— Begin DATA SHOWN —

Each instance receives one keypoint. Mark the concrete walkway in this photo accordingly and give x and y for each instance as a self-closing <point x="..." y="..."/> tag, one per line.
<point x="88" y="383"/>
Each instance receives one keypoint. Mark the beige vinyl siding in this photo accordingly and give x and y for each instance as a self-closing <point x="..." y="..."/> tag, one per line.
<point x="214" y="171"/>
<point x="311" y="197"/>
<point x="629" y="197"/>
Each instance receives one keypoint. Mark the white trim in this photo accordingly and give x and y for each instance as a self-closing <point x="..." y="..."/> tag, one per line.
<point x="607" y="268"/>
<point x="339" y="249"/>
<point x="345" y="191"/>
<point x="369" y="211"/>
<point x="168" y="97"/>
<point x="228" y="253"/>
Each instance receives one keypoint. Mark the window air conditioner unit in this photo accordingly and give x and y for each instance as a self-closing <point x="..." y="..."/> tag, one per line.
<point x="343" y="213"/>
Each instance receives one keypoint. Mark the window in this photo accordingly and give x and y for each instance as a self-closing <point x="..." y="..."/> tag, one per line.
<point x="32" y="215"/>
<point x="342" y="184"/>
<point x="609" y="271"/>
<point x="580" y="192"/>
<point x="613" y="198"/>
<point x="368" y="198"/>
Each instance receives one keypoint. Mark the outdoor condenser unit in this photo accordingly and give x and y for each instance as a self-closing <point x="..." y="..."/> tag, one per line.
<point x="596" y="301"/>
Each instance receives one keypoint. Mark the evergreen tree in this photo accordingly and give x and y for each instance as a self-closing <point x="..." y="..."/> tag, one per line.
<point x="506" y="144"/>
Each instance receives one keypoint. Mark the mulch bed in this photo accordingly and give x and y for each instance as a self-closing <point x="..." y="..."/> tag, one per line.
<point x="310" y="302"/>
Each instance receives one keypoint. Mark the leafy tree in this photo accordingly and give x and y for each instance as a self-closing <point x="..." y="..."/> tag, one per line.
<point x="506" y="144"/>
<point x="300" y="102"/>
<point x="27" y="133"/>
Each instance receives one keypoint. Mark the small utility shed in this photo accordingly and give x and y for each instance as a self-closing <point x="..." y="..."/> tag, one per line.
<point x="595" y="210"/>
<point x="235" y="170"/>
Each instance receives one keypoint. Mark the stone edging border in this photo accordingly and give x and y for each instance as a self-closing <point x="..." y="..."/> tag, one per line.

— End DATA SHOWN —

▶ [EXERCISE PROMPT]: Turn every line of the listing above into a numbered list, omitting any blank lines.

▶ [EXERCISE SOLUTION]:
1. Each instance receives one keypoint. Mark the concrete walkway in this photo accordingly and give x and y for each instance as a self-closing <point x="..." y="..."/> tag, one per line.
2. <point x="88" y="383"/>
3. Each instance receives one keypoint. Mark the beige vinyl siding in this photo accordingly and give x and y for each instance as a self-closing <point x="..." y="..."/> tag, one per line.
4. <point x="214" y="171"/>
5. <point x="311" y="197"/>
6. <point x="629" y="197"/>
7. Each instance receives one keypoint. Mark the white trim in this photo accordingly and give x and y for each instance as a self-closing <point x="..." y="..."/> tag, one per line.
8. <point x="607" y="268"/>
9. <point x="339" y="249"/>
10. <point x="345" y="191"/>
11. <point x="369" y="211"/>
12. <point x="168" y="97"/>
13. <point x="228" y="253"/>
14. Each instance receives one keypoint. Mark the window air conditioner unit in this photo accordingly and give x and y for each instance as a self-closing <point x="..." y="..."/> tag, one per line.
15. <point x="343" y="213"/>
16. Each instance receives one keypoint. Mark the window in this photo accordingly and give x and y for each instance as a self-closing <point x="..." y="..."/> tag, one per line.
17. <point x="32" y="215"/>
18. <point x="342" y="184"/>
19. <point x="609" y="271"/>
20. <point x="580" y="192"/>
21. <point x="613" y="198"/>
22. <point x="368" y="198"/>
23. Each instance receives one keypoint. Mark the outdoor condenser unit in this photo accordingly and give x and y for each instance as a self-closing <point x="..." y="..."/> tag, one per line.
24. <point x="596" y="301"/>
25. Each instance receives one keypoint. Mark the evergreen tree in this photo accordingly and give x and y for each instance as a self-closing <point x="..." y="..."/> tag, one per line.
26. <point x="506" y="144"/>
27. Each instance receives one keypoint. Mark the mulch bed in this photo accordingly and give x and y for each instance as a self-closing <point x="..." y="..."/> tag, one per line.
28. <point x="310" y="302"/>
29. Each instance receives one keypoint. Mark the leafy tree in this photo accordingly and give x and y for each instance as a self-closing <point x="..." y="..."/> tag, one per line.
30. <point x="506" y="144"/>
31. <point x="300" y="102"/>
32. <point x="27" y="133"/>
33. Each instance receives one keypoint. Mark the small utility shed in this photo accordingly and give x and y for each instance as a self-closing <point x="..." y="..."/> tag, one per line.
34. <point x="595" y="210"/>
35. <point x="235" y="170"/>
36. Each instance receives one keypoint. Mark the stone edging border in this photo accordingly and give x and y for each instance as a self-closing <point x="..." y="..."/> tag, one per line.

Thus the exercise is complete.